» Goal
Return every entry below verbatim, and please leave the pictures out.

##### Dataset excerpts #####

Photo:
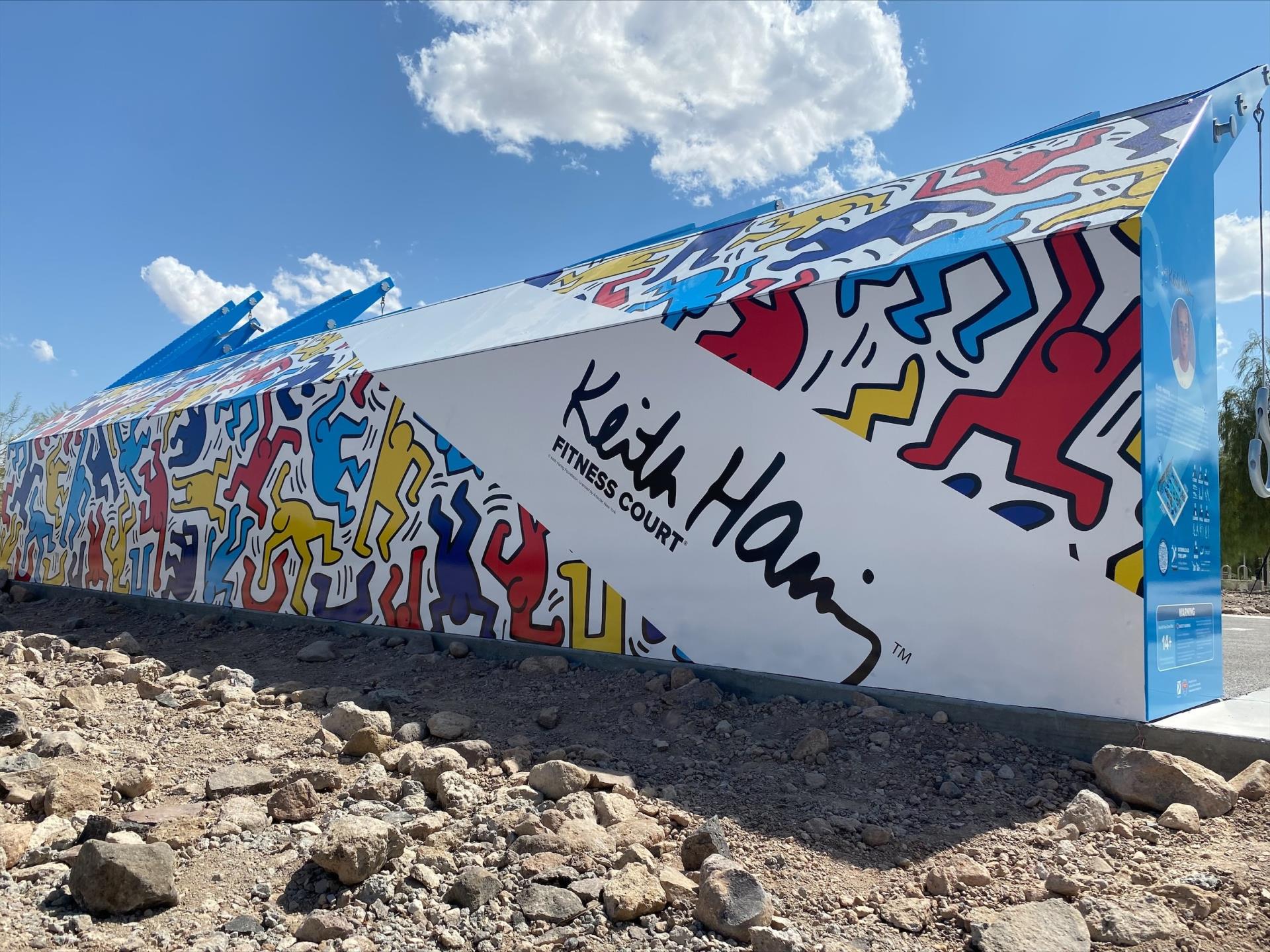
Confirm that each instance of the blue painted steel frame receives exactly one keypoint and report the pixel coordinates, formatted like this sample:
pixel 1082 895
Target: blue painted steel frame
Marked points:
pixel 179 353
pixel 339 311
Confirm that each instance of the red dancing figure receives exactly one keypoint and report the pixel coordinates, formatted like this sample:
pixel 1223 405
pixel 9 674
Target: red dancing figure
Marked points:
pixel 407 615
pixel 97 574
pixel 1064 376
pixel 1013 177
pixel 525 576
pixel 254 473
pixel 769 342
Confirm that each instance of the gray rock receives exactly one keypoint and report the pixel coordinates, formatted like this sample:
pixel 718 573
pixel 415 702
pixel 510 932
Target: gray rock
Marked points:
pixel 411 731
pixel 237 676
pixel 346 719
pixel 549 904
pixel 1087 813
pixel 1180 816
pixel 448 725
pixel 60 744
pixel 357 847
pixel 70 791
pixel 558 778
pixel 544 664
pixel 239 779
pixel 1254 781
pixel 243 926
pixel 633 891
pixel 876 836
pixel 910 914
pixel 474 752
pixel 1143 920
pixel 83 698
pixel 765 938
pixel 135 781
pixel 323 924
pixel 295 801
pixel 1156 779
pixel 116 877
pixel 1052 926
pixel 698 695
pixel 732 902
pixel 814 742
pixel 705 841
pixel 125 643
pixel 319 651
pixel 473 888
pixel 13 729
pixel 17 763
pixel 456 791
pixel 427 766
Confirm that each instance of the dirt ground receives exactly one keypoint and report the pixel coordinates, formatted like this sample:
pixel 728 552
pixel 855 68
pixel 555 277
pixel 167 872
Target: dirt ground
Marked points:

#####

» Task answer
Photo:
Confirm that each instance of the blue painted steel frame receives exactly one keypoint and report the pixel coordinates, formatted like this sample:
pixel 1082 895
Target: blue painted steel frame
Marked points:
pixel 179 353
pixel 339 311
Confirm that each instance of the red dancing figure receives exactly one keypoint and report the pixel coordinates, formatted like this sample:
pixel 1223 405
pixel 9 674
Target: red dancing figure
Marked points:
pixel 407 615
pixel 97 574
pixel 1064 376
pixel 1013 177
pixel 525 576
pixel 254 473
pixel 769 342
Confirm that each instance of the gray rock receives exactly one keypoint and report the pixel coordinates, formatted like this sample:
pixel 718 573
pixel 415 702
pixel 510 932
Target: gray rock
Marked points:
pixel 411 731
pixel 237 676
pixel 346 719
pixel 549 904
pixel 1087 813
pixel 1180 816
pixel 448 725
pixel 60 744
pixel 357 847
pixel 70 791
pixel 558 778
pixel 544 664
pixel 239 779
pixel 1254 781
pixel 243 926
pixel 633 891
pixel 876 836
pixel 910 914
pixel 474 752
pixel 1143 920
pixel 83 698
pixel 765 938
pixel 135 781
pixel 323 924
pixel 295 801
pixel 1156 779
pixel 116 877
pixel 1052 926
pixel 698 695
pixel 732 902
pixel 814 742
pixel 705 841
pixel 125 643
pixel 319 651
pixel 473 888
pixel 13 729
pixel 17 763
pixel 456 791
pixel 427 766
Confirm that each instance of the dirt ground receives exactly one keypoint and report the pixel coordinates, formatted like this sample:
pixel 728 552
pixel 855 68
pixel 555 277
pixel 167 872
Target: dirt ground
Marked points:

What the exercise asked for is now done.